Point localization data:
——————
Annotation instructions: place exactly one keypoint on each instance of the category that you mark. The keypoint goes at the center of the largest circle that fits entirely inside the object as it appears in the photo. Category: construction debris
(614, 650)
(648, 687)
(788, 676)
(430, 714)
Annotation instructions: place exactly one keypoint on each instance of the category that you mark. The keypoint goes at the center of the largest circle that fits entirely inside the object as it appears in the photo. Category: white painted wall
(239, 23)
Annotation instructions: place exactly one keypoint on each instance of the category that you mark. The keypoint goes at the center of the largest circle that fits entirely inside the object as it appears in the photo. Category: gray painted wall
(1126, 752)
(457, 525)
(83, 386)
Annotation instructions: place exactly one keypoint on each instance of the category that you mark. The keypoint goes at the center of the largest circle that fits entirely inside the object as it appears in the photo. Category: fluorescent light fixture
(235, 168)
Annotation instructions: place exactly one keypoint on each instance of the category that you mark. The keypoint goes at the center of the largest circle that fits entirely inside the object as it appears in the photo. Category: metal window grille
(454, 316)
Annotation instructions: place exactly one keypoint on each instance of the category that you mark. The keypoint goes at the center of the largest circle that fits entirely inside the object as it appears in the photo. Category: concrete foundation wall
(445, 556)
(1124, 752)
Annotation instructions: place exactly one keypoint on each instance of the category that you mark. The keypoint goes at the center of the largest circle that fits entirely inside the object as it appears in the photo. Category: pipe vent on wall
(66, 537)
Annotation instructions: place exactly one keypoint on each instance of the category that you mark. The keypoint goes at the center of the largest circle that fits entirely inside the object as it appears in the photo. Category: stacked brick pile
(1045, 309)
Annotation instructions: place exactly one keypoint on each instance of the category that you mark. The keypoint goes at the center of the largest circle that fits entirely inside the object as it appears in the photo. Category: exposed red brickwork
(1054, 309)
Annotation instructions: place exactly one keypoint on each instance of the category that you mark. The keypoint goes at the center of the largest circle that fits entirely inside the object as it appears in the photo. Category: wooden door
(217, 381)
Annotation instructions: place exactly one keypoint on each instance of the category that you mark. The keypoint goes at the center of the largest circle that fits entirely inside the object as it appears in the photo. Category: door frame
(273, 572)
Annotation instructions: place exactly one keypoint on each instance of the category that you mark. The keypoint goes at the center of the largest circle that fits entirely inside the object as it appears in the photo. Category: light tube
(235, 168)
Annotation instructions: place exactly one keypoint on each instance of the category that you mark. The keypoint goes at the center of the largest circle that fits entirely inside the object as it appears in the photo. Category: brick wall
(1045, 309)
——————
A word-for-word copy of all the entries is required.

Annotation instructions: place exactly one keypoint on each instance of the category that you mark. The keypoint goes at the center of the largest circle that fits entirely inside the object as it appears in the photo. Category: construction debris
(614, 650)
(648, 687)
(788, 676)
(430, 714)
Annotation instructions: place exactly one keypoint on each instance of the category that you mark. The keypoint goes at the center of the largest circle that fits entirely inside the object as it appears in the photo. Category: white painted wall
(239, 23)
Annotation instructions: place exactly one keypoint on each instance of the category that you mark. The keypoint goes at the center of the largest circle that fits entirely inside the object as it appears in the photo. Category: gray painted wall
(1126, 752)
(457, 525)
(83, 386)
Annotation instructions: place exactly one keypoint on each instance of the category that you mark. The keypoint goes at the center of the largest circle that fits entirely inside the object as it appears in the photo. Category: fluorescent light fixture
(235, 168)
Annotation instructions: place exactly one keypoint on each instance of the category that you mark. The keypoint goes at the center of the largest circle that fits entirely inside the object as it appears in the photo. Category: metal window grille
(454, 316)
Annotation instructions: place exactly one keypoint on each instance of the category that you mark. The keypoint goes at the center of the largest circle that fits entirely inside the object as it appears in the photo. Category: concrete foundation wall
(445, 556)
(1124, 752)
Annotation instructions: place exactly one keypoint on each instance of the category that you mark. The keypoint goes at the center of the largest circle that fits entirely inside the object as it appears in the photo. Category: pipe vent on wall
(66, 537)
Annotation instructions: place exactly one keypoint on each instance of the category that you mark. The keypoint goes at the center of the largest circle that fits entirely inside the object as it appears in the photo. Category: stacked brick pile
(1045, 309)
Annotation instructions: place exactly one keypoint on each instance of the category that you mark. The keypoint goes at the center of the largest circle that fits entirely inside the object as it appears in the photo. Category: exposed red brickwork
(1054, 309)
Annotation instructions: place exactly one keypoint on each instance of the category that you mark. The keypoint goes at the center of the largest circle that fits entirely inside the object as it appears in the photo. Category: wooden door
(217, 381)
Annotation instructions: place exactly one keypoint on each instance of the category that you mark. The keypoint goes at the center of the largest circle that fits entirely inside the object as it appears in the photo. Category: door frame
(273, 572)
Annotation instructions: place exactly one keypoint on each instance of the category that you mark. The keypoint goes at the center of the largest circle that fits entirely inside the object as it appears in the photo. Category: light tube
(235, 168)
Annotation instructions: place exactly one keypoint on each instance of the category that you mark. The keypoint goes at the center of the largest circle that fits entirely inside the object as it appears in the photo. Category: brick wall
(1045, 309)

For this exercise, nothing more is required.